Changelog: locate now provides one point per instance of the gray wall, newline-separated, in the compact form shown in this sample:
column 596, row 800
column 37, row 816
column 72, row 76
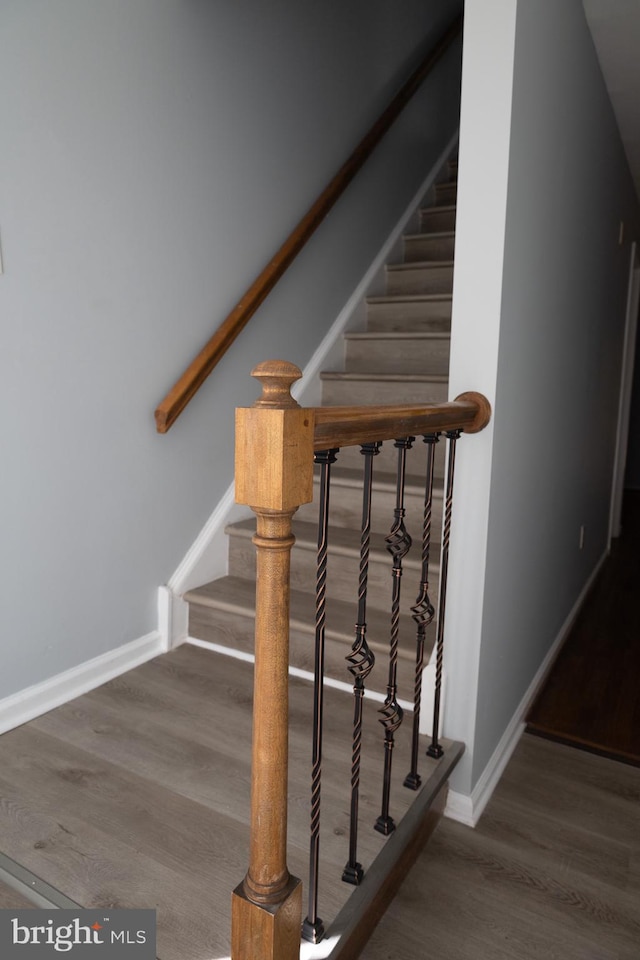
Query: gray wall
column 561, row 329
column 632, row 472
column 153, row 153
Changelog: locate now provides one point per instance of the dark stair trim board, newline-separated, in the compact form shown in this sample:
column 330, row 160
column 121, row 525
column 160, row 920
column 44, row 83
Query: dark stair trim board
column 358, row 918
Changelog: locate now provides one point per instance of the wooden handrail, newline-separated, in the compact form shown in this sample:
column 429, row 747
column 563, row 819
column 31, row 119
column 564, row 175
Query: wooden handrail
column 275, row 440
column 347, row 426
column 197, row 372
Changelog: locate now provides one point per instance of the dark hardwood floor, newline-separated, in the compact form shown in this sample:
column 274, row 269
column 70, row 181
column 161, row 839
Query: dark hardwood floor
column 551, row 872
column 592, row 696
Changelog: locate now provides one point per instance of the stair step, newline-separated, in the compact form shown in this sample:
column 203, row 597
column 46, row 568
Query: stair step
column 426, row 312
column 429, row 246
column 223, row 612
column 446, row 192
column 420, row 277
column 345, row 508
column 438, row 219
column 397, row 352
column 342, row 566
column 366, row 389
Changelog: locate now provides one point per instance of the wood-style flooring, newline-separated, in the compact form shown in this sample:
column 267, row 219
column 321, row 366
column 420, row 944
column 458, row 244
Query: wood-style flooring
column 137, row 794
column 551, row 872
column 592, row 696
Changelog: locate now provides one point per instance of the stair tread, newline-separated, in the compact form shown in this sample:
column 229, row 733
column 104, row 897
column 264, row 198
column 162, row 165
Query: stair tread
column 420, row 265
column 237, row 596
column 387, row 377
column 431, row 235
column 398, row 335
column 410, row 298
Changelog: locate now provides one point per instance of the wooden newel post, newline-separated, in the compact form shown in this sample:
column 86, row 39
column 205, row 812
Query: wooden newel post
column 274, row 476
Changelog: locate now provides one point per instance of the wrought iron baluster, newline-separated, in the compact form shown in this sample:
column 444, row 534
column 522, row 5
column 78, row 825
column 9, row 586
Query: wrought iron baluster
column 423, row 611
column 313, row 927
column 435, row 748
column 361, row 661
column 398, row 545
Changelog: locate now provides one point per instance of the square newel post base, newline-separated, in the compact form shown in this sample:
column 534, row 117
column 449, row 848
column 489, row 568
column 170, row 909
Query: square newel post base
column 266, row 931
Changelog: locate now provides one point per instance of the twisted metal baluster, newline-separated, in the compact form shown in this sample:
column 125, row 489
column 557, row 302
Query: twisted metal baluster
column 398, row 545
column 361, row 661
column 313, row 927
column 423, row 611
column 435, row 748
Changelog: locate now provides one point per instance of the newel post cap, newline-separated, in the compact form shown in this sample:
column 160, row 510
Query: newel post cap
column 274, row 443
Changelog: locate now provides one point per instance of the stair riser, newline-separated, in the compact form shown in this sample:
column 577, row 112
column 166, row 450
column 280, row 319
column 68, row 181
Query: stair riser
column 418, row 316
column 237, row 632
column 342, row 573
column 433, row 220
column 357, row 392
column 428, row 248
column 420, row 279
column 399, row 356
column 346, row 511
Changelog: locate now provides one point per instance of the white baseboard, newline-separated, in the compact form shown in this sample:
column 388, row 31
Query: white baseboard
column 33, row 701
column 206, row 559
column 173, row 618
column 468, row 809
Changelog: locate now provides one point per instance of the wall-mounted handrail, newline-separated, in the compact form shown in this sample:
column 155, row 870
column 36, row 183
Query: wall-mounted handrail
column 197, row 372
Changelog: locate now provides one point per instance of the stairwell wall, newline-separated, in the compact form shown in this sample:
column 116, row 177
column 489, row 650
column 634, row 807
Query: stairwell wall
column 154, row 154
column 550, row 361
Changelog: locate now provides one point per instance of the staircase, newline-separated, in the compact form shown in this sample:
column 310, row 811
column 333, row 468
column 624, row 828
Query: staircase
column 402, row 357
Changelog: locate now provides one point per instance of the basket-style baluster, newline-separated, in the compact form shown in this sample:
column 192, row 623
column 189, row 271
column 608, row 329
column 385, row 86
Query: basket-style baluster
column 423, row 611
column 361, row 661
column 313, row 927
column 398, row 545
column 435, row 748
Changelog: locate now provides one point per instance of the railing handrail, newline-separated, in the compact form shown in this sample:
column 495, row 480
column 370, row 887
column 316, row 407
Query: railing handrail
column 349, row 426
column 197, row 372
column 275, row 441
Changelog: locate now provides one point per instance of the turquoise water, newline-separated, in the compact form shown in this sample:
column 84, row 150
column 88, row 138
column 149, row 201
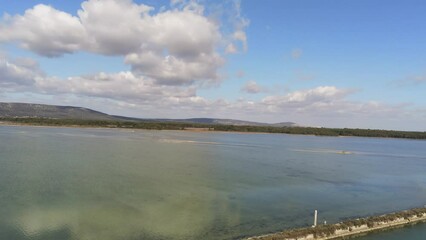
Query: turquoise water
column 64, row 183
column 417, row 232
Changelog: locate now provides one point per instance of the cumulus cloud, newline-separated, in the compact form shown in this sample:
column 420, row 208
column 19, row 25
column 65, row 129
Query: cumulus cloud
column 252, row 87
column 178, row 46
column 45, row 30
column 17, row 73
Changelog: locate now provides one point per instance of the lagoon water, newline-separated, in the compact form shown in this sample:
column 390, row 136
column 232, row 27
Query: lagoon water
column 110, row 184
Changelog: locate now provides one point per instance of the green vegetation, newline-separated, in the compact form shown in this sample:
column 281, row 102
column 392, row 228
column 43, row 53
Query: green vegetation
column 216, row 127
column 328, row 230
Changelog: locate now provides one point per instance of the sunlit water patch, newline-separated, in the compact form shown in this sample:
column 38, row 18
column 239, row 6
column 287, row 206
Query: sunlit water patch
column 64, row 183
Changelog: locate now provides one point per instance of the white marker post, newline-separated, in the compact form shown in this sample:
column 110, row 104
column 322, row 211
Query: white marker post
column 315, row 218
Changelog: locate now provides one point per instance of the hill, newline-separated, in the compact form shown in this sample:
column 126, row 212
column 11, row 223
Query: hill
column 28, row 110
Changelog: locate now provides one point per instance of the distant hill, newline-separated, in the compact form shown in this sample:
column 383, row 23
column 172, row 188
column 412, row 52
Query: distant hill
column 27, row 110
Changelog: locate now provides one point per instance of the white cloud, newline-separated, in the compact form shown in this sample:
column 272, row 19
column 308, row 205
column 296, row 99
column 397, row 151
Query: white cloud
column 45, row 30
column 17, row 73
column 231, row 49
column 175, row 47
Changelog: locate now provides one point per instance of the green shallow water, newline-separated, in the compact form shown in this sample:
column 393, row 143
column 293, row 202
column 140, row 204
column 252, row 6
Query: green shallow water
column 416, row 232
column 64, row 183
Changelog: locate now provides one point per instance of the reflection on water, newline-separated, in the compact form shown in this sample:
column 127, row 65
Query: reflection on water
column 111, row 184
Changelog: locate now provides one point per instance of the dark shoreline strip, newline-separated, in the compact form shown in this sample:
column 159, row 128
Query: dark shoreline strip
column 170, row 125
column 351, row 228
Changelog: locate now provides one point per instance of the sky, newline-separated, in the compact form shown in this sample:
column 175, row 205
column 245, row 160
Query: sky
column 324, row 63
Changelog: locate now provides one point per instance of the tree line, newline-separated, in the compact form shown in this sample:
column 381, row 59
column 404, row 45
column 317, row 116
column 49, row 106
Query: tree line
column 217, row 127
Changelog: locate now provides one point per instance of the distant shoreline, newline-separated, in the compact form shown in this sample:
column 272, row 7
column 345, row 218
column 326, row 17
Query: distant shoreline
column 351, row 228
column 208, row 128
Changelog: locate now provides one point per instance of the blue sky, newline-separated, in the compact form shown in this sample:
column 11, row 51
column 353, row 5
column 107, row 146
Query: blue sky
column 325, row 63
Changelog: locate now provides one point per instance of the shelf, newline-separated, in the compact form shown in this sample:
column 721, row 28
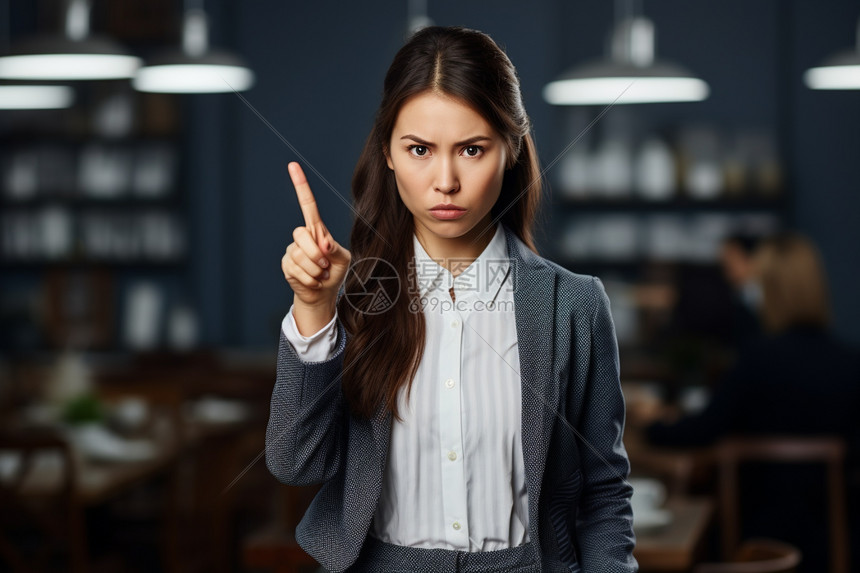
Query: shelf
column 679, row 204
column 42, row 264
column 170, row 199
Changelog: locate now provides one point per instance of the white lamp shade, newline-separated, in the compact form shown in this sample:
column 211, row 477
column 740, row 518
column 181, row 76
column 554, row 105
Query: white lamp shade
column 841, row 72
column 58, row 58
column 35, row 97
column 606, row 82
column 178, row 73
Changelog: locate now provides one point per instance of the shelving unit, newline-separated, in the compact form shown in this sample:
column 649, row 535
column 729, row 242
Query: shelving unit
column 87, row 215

══════════════════════════════

§ **EXERCISE REQUIREMENTS**: Keeping every character as it is, restate the lines above that run from the line with "Query: railing handrail" through the line with "column 149, row 201", both included, and nothing else.

§ **ANSWER**:
Query: railing handrail
column 349, row 426
column 197, row 372
column 275, row 441
Changelog: locate now provides one point per instance of the turquoise water, newline-separated, in the compact form shown in this sample:
column 84, row 150
column 88, row 138
column 149, row 201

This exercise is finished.